## [TEXT PROVIDED]
BACKGROUND OF THE INVENTION

1. Field of Invention

The invention relates to an optical sheet and, in particular, to an optical sheet with diffusion and brightness enhancement functions.

2. Related Art

To increase the visual quality of the liquid crystal display (LCD), it requires high intensity, wide viewing angle, and uniform brightness. The backlight module and its optical sheet are key components to providing sufficient brightness and homogeneous light.

As shown in FIG. 1, a conventional backlight module 1 includes a light source 10, a light guide plate 11, and an optical sheet set 12. The backlight module 1 is a side-edge backlight module. The light source 10 can be a cold cathode fluorescent lamp (CCFL) or several light-emitting diodes (LEDs).

The optical sheet set 12 includes in sequence a lower diffusion sheet 121, a first prism sheet 122, a second prism sheet 123, and an upper diffusion sheet 124 stacked together. The optical sheet set 12 is disposed on the light guide plate 11.

The light (not shown) emitted by the light source 10 enters the light guide plate 11, and then the mesh points on the bottom surface of the light guide plate 11 destroy the total reflection of the incident light. The light then enters the optical sheet set 12. In the optical sheet set 12, the light firstly passes through the lower diffusion sheet 121 for preliminary diffusion. Then, the light passes through the first prism sheet 122 and the second prism sheet 123 to increase its brightness. Finally, the upper diffusion sheet 124 further diffuses the outgoing light, thereby providing the surface light for the LCD panel.

FIG. 2 shows the relation between the luminance and viewing angle after the light passes through a conventional prism sheet. In the conventional prism sheet, to increase the luminance at small viewing angles, the light emitted by the light source is largely attenuated in its luminance around ±45 degrees. Since the attenuation is very large, the user clearly experiences a sudden drop in the luminance when viewing around 45 degrees. Besides, the light between ±45 degrees and ±90 degrees has a cut off effect. Therefore, the user feels that the luminance at large viewing angles becomes suddenly larger than that at the 45 degrees. Moreover, the light at large viewing angles cannot increase the luminance at small viewing angles. This reduces the light usage of the conventional prism sheet at small viewing angles. Since the conventional prism sheet has sharp ends, it is easily broken under an external force, which may affect the optical effect.

## [SUPPLIED DATA]
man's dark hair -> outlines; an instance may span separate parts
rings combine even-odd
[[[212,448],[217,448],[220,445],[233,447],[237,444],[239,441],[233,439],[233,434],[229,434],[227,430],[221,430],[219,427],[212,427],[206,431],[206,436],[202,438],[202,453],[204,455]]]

## [DIRECTIVE]
Carry on the patent background about optical sheets for LCD backlight modules, starting right after its last sentence.

## [RESPONSE FOR THIS EXERCISE]
Therefore, it is important subject to provide an optical sheet that can increase the luminance of the LCD at small viewing angles as well as reduce the cut off effect at large viewing angles.

SUMMARY OF THE INVENTION

In view of the foregoing, the invention is to provide an optical sheet that can increase the luminance at small viewing angles as well as reduce the cut off effect at large viewing angles.

In addition, the invention is also to provide an optical sheet that can avoid broken peaks.

To achieve the above, the invention discloses an optical sheet including a substrate and a plurality of convex lens structures. The substrate has a first surface and a second surface, which are disposed opposite to each other. The convex lens structures are disposed on the second surface, and each of the convex lens structure has a cambered surface. The cambered surface fits a curve surface equation of Ax²+By²+Cxy+Dx+Ey+F=0, wherein x and y are variables and A, B, C, D, E and F are constants.

In summary, the optical sheet of the invention has convex lens structures with cambered surfaces formed on the substrate. Compared with the prior art, the optical sheet achieves the effects of converging light to increase the central luminance as well as scattering light at large viewing angles. Such features avoid the cut off effect and large variation in the luminance from small to large viewing angles. The convex lens structures with cambered surfaces also render the optical sheet scratch-proof, thereby avoiding the problem of broken lens peaks.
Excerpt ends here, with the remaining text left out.